:: AUSGEWÄHLTER TEXT ::

Presse vor dem Einkauf

Freya Fluten 10.12.2005 - 11:25
Berliner Morgenpost vom Freitag

 http://morgenpost.berlin1.de/content/2005/12/09/bezirke/797328.html

Abschied von der Chipkarte
Reinickendorf steigt aus - Als einziger Bezirk will nun nur noch Spandau Asylbewerbern kein Bargeld geben
Von Marianne Rittner und Helga Labenski

Reinickendorf verabschiedet sich vom Chipkartensystem für Flüchtlinge. "Wir werden den Vertrag zum März 2006 kündigen", sagt Sozialstadtrat Frank Balzer (CDU). Reinickendorf und Spandau sind derzeit noch die einzigen Bezirke, die mit dem Chipsystem arbeiten. Statt Bargeld erhalten die Asylbewerber eine Karte, mit der sie in etwa 20 Läden in der Stadt Lebensmittel kaufen können. Balzer betont: "Ich halte die Auszahlung per Chipkarte immer noch für richtig." Jedoch lohne sich der Aufwand für die 60 von Reinickendorf betreuten Personen nicht.

:::
:: GEGEBENE DATEN ::

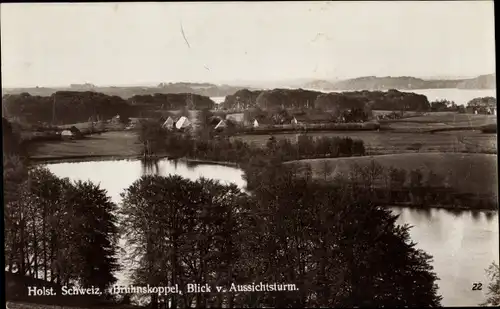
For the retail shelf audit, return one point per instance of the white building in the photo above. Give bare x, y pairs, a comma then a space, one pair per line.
169, 123
182, 123
221, 125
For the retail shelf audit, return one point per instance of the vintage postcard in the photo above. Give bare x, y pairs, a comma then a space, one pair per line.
250, 154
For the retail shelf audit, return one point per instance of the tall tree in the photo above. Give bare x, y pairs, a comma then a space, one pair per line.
493, 293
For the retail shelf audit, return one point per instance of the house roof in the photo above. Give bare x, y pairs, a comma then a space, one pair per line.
221, 124
183, 122
169, 122
313, 117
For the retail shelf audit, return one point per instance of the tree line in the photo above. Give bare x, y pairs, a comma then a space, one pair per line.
336, 246
57, 230
205, 144
416, 188
300, 98
69, 107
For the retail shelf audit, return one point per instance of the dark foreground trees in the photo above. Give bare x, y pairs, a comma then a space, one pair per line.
493, 293
59, 231
333, 244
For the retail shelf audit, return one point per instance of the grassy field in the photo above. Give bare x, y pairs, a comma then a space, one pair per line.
466, 172
442, 119
387, 142
119, 143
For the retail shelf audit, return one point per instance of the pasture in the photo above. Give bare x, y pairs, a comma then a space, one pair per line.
466, 172
387, 142
442, 119
118, 143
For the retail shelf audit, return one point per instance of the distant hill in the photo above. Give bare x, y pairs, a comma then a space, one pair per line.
480, 82
204, 89
404, 83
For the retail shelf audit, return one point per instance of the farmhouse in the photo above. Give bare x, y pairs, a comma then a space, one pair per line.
236, 117
312, 118
182, 123
71, 133
221, 125
169, 123
115, 119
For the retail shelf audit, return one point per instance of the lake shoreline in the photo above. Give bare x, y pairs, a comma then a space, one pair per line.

:::

#### AUFGABE:
Zitiere aus dem Artikel über die Chipkarte wortgetreu den Abschnitt, der mit den Worten „http://morgenp“ beginnt und mit „betreuten Personen nicht.“ endet.

#### LÖSUNG:
http://morgenpost.berlin1.de/content/2005/12/09/bezirke/797328.html

Abschied von der Chipkarte
Reinickendorf steigt aus - Als einziger Bezirk will nun nur noch Spandau Asylbewerbern kein Bargeld geben
Von Marianne Rittner und Helga Labenski

Reinickendorf verabschiedet sich vom Chipkartensystem für Flüchtlinge. "Wir werden den Vertrag zum März 2006 kündigen", sagt Sozialstadtrat Frank Balzer (CDU). Reinickendorf und Spandau sind derzeit noch die einzigen Bezirke, die mit dem Chipsystem arbeiten. Statt Bargeld erhalten die Asylbewerber eine Karte, mit der sie in etwa 20 Läden in der Stadt Lebensmittel kaufen können. Balzer betont: "Ich halte die Auszahlung per Chipkarte immer noch für richtig." Jedoch lohne sich der Aufwand für die 60 von Reinickendorf betreuten Personen nicht.